======== Record excerpts
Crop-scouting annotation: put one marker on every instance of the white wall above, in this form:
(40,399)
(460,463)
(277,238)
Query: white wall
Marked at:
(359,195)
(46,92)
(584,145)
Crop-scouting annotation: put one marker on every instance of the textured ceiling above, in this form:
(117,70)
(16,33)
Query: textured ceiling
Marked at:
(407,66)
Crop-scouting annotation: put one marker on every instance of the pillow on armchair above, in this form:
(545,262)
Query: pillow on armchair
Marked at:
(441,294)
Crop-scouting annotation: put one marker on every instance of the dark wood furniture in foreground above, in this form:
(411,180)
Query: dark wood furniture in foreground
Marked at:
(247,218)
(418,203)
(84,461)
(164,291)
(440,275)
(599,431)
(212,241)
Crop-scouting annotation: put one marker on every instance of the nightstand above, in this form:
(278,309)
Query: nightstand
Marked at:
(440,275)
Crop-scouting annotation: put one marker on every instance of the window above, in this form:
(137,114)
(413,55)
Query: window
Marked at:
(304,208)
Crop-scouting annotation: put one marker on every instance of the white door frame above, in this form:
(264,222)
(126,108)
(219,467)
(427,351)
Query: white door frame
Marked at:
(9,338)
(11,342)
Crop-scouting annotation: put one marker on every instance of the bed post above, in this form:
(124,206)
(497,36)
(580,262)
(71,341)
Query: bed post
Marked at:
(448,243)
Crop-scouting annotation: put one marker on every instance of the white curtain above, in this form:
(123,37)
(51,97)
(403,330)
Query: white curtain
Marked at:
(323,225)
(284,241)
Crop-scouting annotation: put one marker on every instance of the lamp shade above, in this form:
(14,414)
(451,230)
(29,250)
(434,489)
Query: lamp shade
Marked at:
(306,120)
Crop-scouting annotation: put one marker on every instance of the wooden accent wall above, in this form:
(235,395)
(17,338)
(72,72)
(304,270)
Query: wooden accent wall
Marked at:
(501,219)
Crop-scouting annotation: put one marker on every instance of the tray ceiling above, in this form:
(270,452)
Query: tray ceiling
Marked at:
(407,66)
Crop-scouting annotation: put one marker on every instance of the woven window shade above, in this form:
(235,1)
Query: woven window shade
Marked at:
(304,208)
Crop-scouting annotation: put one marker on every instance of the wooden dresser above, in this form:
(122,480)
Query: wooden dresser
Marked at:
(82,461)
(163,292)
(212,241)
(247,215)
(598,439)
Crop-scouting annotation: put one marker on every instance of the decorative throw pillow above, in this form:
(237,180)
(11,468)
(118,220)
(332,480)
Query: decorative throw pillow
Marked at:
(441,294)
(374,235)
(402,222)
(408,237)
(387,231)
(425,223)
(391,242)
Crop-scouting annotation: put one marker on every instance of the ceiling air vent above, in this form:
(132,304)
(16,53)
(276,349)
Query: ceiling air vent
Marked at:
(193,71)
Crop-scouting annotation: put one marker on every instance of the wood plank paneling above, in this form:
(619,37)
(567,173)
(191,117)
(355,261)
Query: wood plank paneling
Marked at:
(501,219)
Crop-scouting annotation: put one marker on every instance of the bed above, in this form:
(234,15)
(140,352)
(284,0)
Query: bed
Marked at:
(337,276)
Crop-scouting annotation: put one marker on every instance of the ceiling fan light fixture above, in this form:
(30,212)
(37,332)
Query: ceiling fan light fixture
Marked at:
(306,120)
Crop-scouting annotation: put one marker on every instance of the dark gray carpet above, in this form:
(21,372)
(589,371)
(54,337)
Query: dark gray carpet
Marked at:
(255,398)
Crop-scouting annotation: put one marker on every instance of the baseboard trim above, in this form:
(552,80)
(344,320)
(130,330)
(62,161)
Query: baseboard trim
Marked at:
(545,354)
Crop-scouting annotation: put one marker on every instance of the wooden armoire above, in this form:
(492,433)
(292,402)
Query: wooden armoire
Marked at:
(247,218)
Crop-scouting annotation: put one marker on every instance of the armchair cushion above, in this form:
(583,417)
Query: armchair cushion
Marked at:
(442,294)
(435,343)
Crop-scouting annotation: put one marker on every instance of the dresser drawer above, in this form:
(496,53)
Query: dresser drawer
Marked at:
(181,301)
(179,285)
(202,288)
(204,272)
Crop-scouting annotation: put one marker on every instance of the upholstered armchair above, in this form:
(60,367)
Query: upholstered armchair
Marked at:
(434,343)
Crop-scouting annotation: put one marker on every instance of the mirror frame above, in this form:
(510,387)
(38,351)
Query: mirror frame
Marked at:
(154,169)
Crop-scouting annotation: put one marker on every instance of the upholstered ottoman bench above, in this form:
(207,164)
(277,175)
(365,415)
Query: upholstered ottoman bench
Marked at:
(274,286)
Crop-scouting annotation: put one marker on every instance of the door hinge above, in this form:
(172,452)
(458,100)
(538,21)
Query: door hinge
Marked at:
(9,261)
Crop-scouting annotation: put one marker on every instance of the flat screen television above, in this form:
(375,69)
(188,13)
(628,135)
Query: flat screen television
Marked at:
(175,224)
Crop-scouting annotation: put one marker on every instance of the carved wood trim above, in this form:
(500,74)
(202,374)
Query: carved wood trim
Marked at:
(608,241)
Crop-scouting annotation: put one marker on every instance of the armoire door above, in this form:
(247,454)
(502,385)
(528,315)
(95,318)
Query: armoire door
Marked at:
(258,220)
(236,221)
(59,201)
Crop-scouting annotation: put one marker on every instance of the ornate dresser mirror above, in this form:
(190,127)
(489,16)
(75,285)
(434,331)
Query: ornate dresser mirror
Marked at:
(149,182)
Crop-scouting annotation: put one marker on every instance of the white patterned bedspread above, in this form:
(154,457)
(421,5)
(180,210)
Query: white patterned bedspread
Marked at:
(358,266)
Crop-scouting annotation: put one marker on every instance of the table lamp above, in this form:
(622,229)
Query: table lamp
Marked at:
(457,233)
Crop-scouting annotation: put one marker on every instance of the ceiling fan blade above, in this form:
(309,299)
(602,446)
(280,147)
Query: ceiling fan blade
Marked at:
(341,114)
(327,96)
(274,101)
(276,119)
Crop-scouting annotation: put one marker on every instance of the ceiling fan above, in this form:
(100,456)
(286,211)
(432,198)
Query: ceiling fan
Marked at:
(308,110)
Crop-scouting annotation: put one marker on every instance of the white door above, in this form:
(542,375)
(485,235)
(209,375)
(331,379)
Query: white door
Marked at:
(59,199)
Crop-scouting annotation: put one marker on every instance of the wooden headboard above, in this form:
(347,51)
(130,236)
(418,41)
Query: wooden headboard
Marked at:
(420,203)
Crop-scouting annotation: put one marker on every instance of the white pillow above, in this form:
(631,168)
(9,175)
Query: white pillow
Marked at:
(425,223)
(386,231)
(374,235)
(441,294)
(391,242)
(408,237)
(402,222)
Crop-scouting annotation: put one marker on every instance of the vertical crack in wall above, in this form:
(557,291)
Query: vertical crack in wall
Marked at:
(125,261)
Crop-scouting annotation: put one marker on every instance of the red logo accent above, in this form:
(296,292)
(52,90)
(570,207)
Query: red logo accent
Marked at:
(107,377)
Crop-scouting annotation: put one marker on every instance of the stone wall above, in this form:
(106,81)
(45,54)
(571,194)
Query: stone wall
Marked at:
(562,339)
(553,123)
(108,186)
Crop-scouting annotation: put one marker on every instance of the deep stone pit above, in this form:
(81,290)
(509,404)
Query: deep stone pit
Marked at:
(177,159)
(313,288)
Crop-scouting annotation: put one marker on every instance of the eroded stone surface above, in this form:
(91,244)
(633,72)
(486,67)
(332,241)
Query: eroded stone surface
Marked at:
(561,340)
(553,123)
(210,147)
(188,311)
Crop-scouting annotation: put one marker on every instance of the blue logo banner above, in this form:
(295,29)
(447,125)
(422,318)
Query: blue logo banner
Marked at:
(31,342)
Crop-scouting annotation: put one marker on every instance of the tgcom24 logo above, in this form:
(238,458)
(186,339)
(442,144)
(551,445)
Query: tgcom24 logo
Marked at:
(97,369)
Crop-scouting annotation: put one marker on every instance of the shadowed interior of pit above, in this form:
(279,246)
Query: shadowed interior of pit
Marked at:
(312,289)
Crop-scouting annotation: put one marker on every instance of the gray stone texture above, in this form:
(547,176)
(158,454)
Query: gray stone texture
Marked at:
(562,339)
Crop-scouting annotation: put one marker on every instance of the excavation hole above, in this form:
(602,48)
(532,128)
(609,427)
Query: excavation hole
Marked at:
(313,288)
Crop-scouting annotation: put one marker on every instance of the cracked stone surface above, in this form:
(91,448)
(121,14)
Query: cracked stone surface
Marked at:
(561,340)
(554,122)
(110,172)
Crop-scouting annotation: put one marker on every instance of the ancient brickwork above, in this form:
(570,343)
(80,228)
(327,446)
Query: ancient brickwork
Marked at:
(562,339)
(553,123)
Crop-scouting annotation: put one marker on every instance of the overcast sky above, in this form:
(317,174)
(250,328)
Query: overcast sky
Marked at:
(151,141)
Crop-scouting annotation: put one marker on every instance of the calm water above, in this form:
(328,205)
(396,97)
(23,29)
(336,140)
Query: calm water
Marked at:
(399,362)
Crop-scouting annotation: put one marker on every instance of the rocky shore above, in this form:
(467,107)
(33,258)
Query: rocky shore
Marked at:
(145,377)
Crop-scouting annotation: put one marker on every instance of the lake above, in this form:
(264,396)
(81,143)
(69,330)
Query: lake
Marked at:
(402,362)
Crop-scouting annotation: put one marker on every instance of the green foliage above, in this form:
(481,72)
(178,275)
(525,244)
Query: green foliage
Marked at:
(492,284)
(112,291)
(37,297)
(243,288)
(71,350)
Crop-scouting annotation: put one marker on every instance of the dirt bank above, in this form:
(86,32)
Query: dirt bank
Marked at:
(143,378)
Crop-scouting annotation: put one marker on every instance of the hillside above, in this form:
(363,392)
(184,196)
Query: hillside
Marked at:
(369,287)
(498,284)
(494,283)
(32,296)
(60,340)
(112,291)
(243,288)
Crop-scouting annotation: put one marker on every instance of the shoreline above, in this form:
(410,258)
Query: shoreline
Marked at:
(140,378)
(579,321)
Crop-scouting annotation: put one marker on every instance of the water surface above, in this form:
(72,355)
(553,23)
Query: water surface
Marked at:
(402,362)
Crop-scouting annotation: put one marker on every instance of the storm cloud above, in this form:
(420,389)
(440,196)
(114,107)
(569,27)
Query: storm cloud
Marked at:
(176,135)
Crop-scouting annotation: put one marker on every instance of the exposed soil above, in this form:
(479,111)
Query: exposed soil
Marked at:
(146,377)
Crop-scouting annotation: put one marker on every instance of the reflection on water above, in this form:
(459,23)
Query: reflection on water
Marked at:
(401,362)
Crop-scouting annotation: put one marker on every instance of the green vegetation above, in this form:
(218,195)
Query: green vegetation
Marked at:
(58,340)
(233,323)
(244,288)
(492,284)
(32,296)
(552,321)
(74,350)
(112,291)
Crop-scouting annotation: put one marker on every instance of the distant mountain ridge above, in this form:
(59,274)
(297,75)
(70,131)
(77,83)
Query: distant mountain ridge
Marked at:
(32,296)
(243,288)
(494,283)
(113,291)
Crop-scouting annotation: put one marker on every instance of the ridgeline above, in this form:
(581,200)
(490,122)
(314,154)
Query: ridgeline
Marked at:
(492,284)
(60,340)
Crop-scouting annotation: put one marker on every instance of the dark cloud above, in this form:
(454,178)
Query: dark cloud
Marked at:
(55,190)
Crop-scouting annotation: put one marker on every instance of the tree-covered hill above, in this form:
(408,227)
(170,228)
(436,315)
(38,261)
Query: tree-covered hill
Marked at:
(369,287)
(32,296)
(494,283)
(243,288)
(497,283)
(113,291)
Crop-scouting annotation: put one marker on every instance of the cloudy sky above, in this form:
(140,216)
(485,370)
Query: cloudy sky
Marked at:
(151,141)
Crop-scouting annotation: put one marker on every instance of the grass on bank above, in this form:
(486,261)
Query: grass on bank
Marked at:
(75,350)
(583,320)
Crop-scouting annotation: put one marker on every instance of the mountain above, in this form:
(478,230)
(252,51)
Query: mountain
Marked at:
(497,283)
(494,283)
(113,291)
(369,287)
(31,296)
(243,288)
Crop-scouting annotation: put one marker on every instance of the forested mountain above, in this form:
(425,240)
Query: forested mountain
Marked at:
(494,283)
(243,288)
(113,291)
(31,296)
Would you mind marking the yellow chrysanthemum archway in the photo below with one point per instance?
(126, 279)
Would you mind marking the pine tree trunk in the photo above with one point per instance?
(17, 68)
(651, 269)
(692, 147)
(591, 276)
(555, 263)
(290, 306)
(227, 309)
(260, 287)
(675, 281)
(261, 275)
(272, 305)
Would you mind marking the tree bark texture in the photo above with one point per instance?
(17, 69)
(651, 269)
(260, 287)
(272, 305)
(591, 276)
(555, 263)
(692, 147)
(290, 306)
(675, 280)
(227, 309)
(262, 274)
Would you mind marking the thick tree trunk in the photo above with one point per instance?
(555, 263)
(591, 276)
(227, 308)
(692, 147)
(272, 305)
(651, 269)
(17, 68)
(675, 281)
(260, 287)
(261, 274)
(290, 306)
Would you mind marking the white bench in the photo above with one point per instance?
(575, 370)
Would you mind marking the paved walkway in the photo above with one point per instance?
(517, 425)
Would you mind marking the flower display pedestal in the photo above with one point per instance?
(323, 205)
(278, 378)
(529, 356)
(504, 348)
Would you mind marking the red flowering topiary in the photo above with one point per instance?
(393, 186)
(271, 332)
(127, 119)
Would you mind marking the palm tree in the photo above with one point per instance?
================
▶ [Problem to solve]:
Word for word, restate the listing above from its first line to the line with "of the lamp", keeping both.

▶ [Output for this task]:
Crop-scouting annotation: put one marker on every instance of the white wall above, in this form:
(40,399)
(460,463)
(277,238)
Query: white wall
Marked at:
(359,195)
(46,92)
(584,145)
Crop-scouting annotation: put one marker on every instance of the textured ceiling above, in this form:
(117,70)
(16,33)
Query: textured ceiling
Marked at:
(407,66)
Crop-scouting annotation: put one marker on every instance of the pillow on armchair above, in this form:
(545,262)
Query: pillow on armchair
Marked at:
(441,294)
Crop-scouting annotation: put one marker on every instance of the dark wood furniture in foreground above, in this form:
(411,180)
Query: dark wood furniture in foreground
Marked at:
(247,218)
(418,203)
(84,461)
(164,291)
(440,275)
(599,431)
(212,241)
Crop-scouting annotation: put one marker on every instance of the nightstand above, in this form:
(278,309)
Query: nightstand
Marked at:
(440,275)
Crop-scouting annotation: put one marker on every instance of the window above, in this form:
(137,114)
(413,55)
Query: window
Marked at:
(304,208)
Crop-scouting annotation: put one marker on every instance of the white door frame above, in this form:
(264,222)
(126,108)
(219,467)
(427,351)
Query: white door frame
Marked at:
(9,338)
(11,342)
Crop-scouting annotation: put one marker on every instance of the bed post above, in this form:
(124,206)
(497,36)
(580,262)
(71,341)
Query: bed post
Marked at:
(448,243)
Crop-scouting annotation: put one marker on every instance of the white curtain above, in this form:
(123,37)
(51,97)
(403,330)
Query: white curtain
Marked at:
(323,225)
(284,241)
Crop-scouting annotation: put one marker on every instance of the lamp shade above, in this form:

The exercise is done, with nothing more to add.